■ **Exercise task**
Please reproduce the entries from the line containing "drawer</item>, that would be most appreciated." through the line containing "[[[376,267],[358,267],[352,270],[352,285],[364,286],[376,284]]]", adding 137 to every number in the polygon coordinates and copying the request lines unchanged.

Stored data
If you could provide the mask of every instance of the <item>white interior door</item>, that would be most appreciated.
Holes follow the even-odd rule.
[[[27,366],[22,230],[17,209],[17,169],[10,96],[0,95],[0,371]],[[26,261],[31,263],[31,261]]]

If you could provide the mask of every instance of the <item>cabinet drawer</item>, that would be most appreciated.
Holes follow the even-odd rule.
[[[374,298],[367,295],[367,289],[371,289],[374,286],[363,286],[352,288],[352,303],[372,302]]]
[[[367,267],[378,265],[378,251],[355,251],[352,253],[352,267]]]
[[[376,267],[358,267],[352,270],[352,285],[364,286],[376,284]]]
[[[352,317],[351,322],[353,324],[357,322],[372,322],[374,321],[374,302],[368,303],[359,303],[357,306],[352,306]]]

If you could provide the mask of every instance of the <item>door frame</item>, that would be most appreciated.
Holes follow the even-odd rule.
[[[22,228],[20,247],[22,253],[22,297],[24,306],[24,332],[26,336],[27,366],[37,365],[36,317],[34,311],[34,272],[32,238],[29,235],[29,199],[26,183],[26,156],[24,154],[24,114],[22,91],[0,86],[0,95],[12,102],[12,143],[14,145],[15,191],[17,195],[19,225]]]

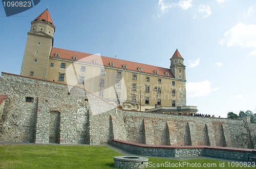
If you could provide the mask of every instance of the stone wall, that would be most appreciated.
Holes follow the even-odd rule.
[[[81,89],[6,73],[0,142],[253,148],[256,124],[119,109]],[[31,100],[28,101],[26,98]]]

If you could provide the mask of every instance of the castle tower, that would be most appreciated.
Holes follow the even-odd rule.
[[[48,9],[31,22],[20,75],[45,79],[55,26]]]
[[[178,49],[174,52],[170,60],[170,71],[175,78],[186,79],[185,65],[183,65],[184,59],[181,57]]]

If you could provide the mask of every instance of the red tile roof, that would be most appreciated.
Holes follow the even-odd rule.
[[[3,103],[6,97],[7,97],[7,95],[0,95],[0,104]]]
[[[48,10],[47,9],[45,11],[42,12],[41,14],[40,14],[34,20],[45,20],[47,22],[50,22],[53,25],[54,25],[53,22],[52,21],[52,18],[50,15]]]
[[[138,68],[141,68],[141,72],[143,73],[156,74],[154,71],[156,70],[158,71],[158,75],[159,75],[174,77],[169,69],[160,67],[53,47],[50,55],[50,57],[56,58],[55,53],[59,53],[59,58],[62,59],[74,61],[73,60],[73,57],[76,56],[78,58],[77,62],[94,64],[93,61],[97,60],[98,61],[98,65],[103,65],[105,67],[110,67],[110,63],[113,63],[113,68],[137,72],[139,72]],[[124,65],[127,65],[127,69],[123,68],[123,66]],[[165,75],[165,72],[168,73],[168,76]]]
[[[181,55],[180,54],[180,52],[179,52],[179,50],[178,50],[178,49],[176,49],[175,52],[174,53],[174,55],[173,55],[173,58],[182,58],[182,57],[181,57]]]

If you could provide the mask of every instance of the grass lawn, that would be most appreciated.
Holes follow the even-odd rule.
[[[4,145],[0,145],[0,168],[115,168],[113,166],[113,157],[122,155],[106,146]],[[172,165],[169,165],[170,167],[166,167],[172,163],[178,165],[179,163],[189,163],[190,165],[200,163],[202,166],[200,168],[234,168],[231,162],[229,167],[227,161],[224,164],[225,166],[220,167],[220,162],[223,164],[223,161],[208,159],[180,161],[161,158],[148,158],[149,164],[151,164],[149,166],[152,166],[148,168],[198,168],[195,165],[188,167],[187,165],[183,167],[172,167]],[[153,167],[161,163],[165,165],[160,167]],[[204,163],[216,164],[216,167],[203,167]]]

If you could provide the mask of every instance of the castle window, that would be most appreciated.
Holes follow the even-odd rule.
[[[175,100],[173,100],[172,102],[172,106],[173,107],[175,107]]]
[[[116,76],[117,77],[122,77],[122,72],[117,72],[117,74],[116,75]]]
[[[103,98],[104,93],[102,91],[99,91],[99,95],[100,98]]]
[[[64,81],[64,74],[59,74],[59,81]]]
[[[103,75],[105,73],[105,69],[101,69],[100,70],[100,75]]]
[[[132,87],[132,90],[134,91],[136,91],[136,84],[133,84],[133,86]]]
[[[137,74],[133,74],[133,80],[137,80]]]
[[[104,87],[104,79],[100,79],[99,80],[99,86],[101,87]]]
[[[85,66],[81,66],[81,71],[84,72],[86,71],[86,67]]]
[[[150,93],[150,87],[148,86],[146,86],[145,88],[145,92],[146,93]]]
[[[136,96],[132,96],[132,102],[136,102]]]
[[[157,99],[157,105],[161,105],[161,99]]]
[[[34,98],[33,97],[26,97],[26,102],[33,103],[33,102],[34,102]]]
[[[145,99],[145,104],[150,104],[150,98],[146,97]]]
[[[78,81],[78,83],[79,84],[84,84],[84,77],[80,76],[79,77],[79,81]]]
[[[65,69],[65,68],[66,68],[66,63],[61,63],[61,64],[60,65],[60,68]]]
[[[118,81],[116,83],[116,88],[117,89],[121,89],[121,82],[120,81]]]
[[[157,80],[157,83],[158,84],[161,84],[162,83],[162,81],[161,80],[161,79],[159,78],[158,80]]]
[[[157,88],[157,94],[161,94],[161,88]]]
---
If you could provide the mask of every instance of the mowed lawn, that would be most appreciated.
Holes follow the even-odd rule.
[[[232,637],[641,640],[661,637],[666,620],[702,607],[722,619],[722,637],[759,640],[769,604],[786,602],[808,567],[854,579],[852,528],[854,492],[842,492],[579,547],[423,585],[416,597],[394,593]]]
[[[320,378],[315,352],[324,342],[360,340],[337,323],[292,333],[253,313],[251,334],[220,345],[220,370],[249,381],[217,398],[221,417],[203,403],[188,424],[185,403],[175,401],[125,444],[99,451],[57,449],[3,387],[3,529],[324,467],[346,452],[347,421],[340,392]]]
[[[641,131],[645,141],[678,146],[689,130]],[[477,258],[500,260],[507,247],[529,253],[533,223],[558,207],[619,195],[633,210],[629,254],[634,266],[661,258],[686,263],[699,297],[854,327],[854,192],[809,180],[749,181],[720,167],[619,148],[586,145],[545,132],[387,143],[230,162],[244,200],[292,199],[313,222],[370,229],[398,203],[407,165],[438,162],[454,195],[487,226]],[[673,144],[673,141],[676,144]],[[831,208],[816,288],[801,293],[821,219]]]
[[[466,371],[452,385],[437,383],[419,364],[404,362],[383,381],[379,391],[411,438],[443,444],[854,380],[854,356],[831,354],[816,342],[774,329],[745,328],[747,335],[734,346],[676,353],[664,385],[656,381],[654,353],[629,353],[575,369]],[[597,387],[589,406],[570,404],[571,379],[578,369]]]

■ **Output of the task**
If you could provide the mask of every instance of the <item>cabinet drawer</item>, that would be most appreciated.
Holes follow the even-odd rule.
[[[511,435],[504,432],[504,426],[508,426],[511,423],[500,423],[489,425],[489,440],[509,439]]]
[[[504,404],[515,402],[515,388],[492,388],[489,390],[489,404]]]
[[[513,404],[495,404],[489,407],[489,422],[501,423],[513,421]]]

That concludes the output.